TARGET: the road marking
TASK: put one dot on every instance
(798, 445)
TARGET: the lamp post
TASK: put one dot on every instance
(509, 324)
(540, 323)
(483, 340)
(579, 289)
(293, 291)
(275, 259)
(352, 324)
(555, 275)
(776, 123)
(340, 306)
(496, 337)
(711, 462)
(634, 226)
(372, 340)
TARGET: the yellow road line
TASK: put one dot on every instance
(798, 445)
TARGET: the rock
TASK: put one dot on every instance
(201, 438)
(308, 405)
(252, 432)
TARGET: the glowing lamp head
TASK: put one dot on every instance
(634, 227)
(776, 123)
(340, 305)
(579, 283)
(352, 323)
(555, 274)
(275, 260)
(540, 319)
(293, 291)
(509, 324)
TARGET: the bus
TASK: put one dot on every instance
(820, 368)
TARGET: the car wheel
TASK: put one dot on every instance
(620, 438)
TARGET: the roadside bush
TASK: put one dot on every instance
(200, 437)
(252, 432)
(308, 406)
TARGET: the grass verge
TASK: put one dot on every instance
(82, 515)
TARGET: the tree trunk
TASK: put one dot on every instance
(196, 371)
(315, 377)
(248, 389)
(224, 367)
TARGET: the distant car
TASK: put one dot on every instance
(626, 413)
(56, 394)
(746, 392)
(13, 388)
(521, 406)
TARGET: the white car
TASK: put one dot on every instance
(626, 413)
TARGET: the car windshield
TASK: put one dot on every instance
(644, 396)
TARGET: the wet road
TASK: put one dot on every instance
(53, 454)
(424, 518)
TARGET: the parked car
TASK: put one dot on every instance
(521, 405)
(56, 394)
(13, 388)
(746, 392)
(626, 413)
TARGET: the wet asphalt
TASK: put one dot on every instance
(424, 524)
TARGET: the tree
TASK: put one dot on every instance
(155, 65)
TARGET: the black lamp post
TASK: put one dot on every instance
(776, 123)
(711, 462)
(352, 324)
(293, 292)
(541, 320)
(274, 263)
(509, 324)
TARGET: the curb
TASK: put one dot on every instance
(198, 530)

++++++

Return all of the records above, line for line and unchanged.

TARGET: the road marking
TASK: put one dot on every instance
(798, 445)
TARGET: the lamp post
TASK: put one dot on every instance
(509, 324)
(540, 323)
(483, 340)
(579, 289)
(293, 291)
(275, 259)
(352, 324)
(555, 275)
(776, 123)
(340, 306)
(496, 337)
(711, 462)
(634, 226)
(372, 340)
TARGET: the yellow road line
TASK: put one dot on every instance
(798, 445)
TARGET: the rock
TASK: put one dot on every instance
(201, 438)
(308, 405)
(252, 432)
TARGET: the glowing lamp head
TASK: put one dot on every instance
(634, 227)
(776, 123)
(340, 305)
(579, 283)
(352, 323)
(555, 274)
(275, 260)
(540, 319)
(293, 291)
(509, 324)
TARGET: the bus
TASK: put one dot on every instance
(820, 368)
TARGET: the car wheel
TASK: put one dot on every instance
(620, 438)
TARGET: the roadside bush
TASK: put one dot on every instance
(200, 437)
(252, 432)
(308, 406)
TARGET: the grass verge
TASK: put one dot on every instance
(82, 515)
TARGET: the tree trunk
TASK: put one dot on every instance
(196, 371)
(315, 377)
(248, 389)
(224, 367)
TARGET: the distant car
TASK: put one dot on every instance
(626, 413)
(56, 394)
(746, 392)
(13, 388)
(521, 406)
TARGET: the white car
TASK: put one dot on every instance
(626, 413)
TARGET: the car windshield
TASK: put one dot on every instance
(644, 396)
TARGET: the wet road
TASK: put one dot on every instance
(53, 454)
(424, 518)
TARGET: the parked car
TASK: put one dot on every instance
(521, 405)
(56, 394)
(13, 388)
(746, 392)
(626, 413)
TARGET: the wet asphalt
TASK: put one dot on every instance
(424, 524)
TARGET: the tree
TASK: put one dot on every instance
(155, 65)
TARGET: the black lamp post
TASK: put one dot on every instance
(776, 123)
(711, 462)
(352, 324)
(293, 292)
(541, 320)
(274, 263)
(509, 324)
TARGET: the curb
TASK: put one dot on every instance
(198, 530)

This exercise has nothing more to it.